- **EXTRACT**
++++++++

# What is the basic formula of a redox reaction?

Jul 18, 2018

Well, we conceive of electrons, and oxidation numbers...

#### Explanation:

We conceive of $\text{oxidation}$ as the loss of electrons, and when an oxidation number, an imaginary number, or rather a conceptual number, goes up, this corresponds to the loss of electrons. And please note that this is an entirely CONCEPTUAL exercise....

Oxygen is the quintessential oxidant .... it is conceived to GAIN electrons to form oxide ions...as shown....

$\frac{1}{2} {\stackrel{0}{O}}_{2} \left(g\right) + 2 {e}^{-} \rightarrow {O}^{2 -}$ $\left(i\right)$

...dioxygen gas is said to be $\text{REDUCED}$; it has gained electrons...and its oxidation number has been reduced from $0$ to $- I I$; the $- I I$ is the charge on the oxide anion; and again if mass and charge are not balanced, if stoichiometry is NOT preserved, then the reaction cannot be accepted as a representation of chemical reality.

In the given reduction equation, the which represents the reduction of dioxygen gas, the electrons are conceived to come from somewhere. Some other species MUST LOSE electrons, and this process is dubbed $\text{oxidation}$...

++++++++

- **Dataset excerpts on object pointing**
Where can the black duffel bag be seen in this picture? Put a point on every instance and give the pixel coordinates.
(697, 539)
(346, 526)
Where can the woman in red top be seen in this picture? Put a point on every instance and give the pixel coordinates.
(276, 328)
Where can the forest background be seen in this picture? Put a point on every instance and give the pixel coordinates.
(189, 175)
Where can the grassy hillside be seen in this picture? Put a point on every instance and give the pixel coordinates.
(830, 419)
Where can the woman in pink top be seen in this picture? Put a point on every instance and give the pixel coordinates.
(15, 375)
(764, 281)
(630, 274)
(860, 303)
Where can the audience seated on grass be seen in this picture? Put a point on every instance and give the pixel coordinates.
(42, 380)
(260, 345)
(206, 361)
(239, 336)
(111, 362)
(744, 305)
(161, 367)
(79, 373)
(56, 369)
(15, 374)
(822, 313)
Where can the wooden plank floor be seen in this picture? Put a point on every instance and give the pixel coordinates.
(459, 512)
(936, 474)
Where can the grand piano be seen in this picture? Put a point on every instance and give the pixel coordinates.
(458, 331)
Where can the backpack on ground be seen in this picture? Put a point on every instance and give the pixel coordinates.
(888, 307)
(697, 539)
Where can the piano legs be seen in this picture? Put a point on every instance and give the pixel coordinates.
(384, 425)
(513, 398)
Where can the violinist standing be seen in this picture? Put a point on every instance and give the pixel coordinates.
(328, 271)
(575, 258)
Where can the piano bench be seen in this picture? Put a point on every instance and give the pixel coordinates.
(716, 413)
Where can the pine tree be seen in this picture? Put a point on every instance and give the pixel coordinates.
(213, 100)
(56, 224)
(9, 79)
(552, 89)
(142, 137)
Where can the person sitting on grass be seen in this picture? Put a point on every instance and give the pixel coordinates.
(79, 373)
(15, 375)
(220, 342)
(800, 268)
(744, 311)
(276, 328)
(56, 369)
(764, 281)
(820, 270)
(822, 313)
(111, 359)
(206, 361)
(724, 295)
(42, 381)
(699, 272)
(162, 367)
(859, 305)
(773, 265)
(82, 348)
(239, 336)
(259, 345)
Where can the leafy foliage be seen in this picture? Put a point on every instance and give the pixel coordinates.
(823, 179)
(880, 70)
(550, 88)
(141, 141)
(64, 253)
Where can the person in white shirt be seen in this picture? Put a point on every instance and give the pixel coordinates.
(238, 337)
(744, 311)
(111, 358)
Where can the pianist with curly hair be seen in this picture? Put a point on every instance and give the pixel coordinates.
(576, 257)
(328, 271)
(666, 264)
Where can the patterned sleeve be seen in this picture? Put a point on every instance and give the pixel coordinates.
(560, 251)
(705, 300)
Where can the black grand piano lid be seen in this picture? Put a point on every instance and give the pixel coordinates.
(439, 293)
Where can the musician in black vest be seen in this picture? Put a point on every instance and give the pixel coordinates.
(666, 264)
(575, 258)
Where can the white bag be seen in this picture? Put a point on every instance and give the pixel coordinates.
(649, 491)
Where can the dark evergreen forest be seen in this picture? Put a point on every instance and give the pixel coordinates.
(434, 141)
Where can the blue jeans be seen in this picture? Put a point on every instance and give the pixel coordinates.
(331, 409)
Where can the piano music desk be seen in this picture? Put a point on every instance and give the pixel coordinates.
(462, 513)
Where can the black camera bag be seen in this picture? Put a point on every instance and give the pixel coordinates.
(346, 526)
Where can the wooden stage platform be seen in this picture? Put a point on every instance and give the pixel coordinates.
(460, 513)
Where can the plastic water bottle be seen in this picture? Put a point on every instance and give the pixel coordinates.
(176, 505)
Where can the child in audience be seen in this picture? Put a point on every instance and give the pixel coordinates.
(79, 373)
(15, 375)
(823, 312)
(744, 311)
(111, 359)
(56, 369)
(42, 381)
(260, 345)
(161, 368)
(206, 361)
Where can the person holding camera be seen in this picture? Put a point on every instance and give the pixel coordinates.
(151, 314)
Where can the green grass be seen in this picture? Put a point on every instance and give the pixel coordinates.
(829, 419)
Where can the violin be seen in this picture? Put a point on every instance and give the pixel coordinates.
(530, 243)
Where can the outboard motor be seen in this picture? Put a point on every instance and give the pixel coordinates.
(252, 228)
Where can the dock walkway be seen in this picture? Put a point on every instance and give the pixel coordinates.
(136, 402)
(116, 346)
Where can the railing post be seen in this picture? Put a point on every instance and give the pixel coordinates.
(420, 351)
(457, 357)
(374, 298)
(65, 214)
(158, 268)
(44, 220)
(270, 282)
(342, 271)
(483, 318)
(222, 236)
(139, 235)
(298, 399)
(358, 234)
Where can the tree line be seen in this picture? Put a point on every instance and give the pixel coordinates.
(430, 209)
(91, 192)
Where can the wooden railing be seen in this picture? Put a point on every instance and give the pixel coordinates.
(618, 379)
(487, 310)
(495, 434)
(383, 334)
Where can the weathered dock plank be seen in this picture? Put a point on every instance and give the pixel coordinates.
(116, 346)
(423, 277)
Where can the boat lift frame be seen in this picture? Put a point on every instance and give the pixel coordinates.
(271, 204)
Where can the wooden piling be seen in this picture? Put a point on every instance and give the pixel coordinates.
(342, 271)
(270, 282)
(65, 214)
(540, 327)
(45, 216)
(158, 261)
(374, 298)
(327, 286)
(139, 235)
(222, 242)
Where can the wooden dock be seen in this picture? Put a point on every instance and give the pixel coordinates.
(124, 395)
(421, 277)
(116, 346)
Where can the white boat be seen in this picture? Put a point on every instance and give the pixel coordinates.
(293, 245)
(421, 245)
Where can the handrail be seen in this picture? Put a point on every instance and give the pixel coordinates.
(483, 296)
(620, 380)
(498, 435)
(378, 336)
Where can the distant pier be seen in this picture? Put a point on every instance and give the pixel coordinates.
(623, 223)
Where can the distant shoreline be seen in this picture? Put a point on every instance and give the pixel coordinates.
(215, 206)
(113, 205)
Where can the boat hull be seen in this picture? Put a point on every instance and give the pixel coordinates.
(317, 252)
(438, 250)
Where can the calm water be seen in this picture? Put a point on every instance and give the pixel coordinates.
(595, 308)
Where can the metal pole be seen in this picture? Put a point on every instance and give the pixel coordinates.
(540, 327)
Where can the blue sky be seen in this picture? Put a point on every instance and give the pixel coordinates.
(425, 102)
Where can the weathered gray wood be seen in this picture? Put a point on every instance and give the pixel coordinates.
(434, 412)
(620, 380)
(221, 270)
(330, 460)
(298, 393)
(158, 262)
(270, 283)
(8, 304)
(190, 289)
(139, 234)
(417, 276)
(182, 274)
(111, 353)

++++++++

- **DIRECTIVES**
1) Reproduce the redox passage word for word, between "Well, we conceive" and "entirely CONCEPTUAL exercise....", inclusive.
2) In one to three sentences, state why the redox passage says dioxygen gas is reduced in equation (i).

- **FINAL ANSWERS**
1)
Well, we conceive of electrons, and oxidation numbers...

#### Explanation:

We conceive of $\text{oxidation}$ as the loss of electrons, and when an oxidation number, an imaginary number, or rather a conceptual number, goes up, this corresponds to the loss of electrons. And please note that this is an entirely CONCEPTUAL exercise....

2) Dioxygen gas is said to be reduced because it gains electrons to form oxide ions. Its oxidation number falls from 0 to −II, which is the charge on the oxide anion.